• **MATERIAL PROVIDED**:
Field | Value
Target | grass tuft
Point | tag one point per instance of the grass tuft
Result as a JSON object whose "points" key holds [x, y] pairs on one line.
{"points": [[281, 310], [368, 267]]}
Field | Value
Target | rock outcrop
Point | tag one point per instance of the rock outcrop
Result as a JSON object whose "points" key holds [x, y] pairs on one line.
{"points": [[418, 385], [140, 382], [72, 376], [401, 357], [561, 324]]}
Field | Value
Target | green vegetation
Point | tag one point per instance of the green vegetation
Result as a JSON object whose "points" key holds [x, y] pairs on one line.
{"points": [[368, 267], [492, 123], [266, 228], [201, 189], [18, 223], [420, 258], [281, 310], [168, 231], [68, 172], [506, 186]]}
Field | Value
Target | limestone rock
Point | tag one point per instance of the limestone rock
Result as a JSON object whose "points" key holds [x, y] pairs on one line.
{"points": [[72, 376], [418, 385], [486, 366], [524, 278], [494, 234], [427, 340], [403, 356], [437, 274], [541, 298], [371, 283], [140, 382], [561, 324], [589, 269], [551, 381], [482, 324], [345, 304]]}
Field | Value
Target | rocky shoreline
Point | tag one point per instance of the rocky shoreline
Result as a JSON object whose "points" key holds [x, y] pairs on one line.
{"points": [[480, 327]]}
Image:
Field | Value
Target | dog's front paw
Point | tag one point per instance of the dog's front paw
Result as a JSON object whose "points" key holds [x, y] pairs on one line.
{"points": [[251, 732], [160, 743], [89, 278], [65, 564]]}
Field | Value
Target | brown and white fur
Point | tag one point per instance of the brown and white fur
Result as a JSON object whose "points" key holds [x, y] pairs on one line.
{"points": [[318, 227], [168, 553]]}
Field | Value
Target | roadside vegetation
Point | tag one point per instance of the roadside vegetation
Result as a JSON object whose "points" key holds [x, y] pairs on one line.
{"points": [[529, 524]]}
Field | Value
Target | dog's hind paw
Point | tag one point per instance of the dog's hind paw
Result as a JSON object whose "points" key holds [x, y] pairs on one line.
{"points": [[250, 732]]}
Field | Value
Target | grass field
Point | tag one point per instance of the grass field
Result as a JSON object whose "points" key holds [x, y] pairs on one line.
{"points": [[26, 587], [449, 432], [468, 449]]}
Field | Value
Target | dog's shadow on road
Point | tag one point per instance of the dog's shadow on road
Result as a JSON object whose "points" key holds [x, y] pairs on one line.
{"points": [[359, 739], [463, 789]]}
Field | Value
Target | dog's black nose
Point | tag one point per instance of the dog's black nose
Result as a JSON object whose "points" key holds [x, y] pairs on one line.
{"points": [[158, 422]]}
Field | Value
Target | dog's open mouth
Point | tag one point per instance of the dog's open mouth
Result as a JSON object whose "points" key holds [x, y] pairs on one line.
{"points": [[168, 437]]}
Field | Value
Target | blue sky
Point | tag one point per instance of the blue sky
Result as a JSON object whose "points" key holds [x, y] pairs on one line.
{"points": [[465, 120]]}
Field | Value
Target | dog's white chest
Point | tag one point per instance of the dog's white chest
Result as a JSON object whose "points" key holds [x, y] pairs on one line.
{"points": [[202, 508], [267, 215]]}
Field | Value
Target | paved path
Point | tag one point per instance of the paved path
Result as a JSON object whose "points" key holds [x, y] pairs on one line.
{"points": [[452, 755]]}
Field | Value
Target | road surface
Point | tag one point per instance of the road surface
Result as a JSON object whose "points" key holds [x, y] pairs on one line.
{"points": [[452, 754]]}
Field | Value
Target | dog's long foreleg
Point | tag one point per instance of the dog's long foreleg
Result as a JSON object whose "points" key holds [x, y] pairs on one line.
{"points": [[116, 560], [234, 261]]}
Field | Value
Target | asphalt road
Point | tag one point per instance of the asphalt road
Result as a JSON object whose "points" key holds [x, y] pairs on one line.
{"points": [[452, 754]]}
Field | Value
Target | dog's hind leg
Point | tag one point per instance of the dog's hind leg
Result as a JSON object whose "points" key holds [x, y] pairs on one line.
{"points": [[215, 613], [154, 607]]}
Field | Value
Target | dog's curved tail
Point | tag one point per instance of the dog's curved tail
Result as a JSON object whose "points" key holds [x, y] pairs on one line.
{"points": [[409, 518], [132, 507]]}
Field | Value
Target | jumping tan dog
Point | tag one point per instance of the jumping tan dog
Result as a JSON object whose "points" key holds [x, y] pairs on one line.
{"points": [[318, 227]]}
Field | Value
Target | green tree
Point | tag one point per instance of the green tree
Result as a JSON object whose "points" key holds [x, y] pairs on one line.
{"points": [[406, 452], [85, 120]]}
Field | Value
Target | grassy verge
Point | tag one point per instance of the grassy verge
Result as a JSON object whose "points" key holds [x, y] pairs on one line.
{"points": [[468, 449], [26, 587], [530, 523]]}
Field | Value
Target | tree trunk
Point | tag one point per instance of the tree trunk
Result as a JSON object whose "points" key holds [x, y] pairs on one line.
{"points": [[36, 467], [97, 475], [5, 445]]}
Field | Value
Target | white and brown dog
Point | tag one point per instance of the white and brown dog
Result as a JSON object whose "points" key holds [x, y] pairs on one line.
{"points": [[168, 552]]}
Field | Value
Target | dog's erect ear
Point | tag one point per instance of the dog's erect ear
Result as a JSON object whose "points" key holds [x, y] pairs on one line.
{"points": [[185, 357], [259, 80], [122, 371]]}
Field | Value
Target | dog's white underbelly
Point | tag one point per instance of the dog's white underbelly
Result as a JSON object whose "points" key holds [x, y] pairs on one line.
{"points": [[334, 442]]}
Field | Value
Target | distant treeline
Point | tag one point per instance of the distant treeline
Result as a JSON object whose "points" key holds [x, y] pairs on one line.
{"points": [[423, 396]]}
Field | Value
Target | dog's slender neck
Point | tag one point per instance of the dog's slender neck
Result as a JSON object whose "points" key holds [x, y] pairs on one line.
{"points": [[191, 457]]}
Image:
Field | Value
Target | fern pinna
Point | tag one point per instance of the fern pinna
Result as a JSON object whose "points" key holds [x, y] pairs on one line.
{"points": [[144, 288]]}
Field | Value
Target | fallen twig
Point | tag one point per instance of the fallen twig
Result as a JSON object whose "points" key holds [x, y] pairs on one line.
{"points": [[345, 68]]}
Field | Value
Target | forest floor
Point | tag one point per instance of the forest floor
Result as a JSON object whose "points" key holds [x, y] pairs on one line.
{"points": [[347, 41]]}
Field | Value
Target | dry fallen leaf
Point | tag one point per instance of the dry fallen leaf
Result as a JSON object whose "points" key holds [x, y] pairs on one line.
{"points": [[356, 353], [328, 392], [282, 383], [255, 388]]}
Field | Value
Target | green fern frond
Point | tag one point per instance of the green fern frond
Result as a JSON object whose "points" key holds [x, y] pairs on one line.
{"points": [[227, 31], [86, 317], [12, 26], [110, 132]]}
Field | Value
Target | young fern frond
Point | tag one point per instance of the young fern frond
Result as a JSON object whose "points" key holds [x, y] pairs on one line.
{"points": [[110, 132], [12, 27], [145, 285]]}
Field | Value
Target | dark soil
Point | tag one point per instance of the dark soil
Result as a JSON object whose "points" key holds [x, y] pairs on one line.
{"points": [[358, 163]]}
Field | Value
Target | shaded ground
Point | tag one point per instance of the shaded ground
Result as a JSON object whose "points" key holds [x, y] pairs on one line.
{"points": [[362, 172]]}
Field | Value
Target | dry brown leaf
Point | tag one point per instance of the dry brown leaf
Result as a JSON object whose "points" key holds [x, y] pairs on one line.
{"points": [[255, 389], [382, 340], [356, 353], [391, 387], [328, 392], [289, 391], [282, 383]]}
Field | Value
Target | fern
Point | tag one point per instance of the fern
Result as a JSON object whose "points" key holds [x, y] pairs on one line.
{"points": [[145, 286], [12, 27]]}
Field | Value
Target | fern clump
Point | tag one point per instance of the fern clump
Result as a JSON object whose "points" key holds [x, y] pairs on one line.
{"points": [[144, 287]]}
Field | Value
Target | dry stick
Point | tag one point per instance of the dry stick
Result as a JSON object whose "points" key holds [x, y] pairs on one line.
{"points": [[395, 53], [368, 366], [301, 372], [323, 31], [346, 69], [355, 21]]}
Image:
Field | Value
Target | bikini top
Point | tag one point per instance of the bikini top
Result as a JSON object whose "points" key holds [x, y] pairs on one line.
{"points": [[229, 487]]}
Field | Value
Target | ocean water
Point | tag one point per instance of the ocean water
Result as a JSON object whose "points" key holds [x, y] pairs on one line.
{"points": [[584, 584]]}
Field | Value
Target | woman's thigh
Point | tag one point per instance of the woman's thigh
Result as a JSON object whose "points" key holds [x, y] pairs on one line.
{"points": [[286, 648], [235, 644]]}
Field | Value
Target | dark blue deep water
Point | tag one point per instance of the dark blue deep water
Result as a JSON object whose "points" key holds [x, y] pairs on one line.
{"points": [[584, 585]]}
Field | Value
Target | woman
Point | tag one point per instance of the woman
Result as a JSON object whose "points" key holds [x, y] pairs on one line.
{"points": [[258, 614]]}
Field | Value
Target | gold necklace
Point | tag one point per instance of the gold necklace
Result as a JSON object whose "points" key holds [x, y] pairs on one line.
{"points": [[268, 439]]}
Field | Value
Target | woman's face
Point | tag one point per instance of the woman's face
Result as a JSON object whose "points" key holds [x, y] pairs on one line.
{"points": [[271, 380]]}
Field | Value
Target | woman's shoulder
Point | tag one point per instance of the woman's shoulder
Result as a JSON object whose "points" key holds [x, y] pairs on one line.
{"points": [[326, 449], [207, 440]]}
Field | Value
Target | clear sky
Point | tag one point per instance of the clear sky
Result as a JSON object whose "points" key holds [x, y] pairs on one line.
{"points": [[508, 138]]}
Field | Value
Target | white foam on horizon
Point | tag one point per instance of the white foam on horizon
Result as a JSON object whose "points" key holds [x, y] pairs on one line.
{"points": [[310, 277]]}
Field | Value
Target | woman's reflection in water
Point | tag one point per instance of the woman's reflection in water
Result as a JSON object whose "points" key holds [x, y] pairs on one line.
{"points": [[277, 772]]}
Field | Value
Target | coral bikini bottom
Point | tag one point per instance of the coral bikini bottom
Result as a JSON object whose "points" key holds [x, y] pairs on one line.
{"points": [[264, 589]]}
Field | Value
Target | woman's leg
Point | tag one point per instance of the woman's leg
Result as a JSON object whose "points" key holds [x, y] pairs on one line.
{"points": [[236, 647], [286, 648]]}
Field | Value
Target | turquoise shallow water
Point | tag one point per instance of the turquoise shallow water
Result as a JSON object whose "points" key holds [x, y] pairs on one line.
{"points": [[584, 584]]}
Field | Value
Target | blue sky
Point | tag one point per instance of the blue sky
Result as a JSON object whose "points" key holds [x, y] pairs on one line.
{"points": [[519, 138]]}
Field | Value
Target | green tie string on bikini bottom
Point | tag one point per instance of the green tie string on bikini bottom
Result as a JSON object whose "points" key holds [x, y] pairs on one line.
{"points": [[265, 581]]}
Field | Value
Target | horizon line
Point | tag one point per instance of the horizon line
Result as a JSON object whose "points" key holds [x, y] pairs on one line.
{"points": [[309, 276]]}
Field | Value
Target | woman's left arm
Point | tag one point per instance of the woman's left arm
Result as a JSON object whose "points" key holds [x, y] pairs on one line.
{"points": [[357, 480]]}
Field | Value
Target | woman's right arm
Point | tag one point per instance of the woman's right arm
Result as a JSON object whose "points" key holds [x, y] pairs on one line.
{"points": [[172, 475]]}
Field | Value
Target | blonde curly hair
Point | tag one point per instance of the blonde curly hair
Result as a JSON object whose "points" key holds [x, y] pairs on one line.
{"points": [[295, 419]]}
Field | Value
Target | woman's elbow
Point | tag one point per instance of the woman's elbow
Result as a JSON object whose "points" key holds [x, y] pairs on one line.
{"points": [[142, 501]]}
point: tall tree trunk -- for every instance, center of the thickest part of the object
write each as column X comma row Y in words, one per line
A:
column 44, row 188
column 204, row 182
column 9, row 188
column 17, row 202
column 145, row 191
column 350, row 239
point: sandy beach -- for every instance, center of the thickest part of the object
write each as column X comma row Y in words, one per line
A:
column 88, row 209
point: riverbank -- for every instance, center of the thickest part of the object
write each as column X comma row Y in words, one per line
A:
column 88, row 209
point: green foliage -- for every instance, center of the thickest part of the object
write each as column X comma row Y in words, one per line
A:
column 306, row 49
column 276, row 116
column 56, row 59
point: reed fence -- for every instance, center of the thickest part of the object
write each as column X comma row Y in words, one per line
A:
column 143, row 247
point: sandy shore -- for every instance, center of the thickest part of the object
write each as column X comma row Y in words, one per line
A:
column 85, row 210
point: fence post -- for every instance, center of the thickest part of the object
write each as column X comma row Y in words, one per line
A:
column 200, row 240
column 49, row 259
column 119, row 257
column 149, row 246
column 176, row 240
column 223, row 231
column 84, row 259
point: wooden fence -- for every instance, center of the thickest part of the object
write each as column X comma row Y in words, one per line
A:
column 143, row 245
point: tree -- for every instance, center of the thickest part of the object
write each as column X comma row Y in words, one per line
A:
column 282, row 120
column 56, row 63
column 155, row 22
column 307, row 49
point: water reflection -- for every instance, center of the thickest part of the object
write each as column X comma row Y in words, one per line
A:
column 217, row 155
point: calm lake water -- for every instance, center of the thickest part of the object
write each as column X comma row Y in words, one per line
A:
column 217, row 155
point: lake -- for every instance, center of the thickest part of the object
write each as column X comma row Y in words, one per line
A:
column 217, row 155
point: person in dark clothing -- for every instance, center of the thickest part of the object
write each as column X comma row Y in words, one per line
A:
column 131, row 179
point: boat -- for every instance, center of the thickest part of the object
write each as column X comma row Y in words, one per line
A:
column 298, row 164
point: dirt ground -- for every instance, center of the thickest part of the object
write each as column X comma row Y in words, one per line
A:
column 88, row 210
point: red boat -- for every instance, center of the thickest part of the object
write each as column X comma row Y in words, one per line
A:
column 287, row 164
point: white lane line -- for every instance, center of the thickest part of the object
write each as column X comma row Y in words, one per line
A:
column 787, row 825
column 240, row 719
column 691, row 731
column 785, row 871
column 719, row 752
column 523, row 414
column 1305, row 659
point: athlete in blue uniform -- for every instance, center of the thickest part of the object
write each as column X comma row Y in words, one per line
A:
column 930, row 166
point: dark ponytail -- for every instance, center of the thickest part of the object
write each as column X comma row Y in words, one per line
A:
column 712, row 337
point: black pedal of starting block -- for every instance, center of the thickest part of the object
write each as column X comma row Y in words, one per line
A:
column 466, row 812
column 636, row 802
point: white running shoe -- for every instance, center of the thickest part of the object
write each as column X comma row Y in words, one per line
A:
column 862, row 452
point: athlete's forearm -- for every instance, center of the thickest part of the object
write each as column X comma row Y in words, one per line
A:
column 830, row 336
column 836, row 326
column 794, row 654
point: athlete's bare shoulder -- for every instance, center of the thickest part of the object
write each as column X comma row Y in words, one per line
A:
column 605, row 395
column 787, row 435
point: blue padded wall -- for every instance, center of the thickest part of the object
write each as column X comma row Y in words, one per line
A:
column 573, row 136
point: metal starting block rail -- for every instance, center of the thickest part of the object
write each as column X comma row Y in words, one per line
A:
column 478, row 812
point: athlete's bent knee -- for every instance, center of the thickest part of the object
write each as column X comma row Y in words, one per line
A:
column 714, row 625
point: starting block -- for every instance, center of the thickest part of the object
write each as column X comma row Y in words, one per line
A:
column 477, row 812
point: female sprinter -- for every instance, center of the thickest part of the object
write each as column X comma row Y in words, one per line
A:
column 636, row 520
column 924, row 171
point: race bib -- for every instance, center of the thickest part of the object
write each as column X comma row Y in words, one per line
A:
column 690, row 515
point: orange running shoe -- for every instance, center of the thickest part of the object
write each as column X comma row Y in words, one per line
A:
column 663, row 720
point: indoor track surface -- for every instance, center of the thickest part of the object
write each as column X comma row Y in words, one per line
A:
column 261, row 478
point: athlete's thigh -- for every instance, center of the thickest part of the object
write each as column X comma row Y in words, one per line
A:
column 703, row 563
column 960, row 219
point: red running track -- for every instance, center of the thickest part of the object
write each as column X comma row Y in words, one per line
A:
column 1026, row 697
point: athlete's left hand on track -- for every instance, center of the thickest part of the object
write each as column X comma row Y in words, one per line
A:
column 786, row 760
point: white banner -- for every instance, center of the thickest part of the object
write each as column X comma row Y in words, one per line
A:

• **ASSIGNMENT**:
All lines from the opening of the records through the line where "Point | tag one point per instance of the limestone" occurs are to be output verbatim. No other line belongs in the answer.

• **ANSWER TO THE EXERCISE**:
Field | Value
Target | grass tuft
Point | tag one point per instance of the grass tuft
Result as a JSON object whose "points" key holds [x, y] pairs on one line.
{"points": [[281, 310], [368, 267]]}
Field | Value
Target | rock outcrop
Point | tag one point per instance of the rock outcrop
Result as a JSON object whose "points" key holds [x, y] pairs on one line.
{"points": [[418, 385], [140, 382], [72, 376], [401, 357], [561, 324]]}
Field | Value
Target | green vegetation
Point | tag one point per instance of the green vegetation
Result as a JSON object whose "points" key holds [x, y] pairs on one line.
{"points": [[368, 267], [492, 123], [266, 228], [201, 189], [18, 223], [420, 258], [281, 310], [168, 231], [68, 172], [506, 186]]}
Field | Value
Target | limestone rock
Point | tag one point per instance of the limestone rock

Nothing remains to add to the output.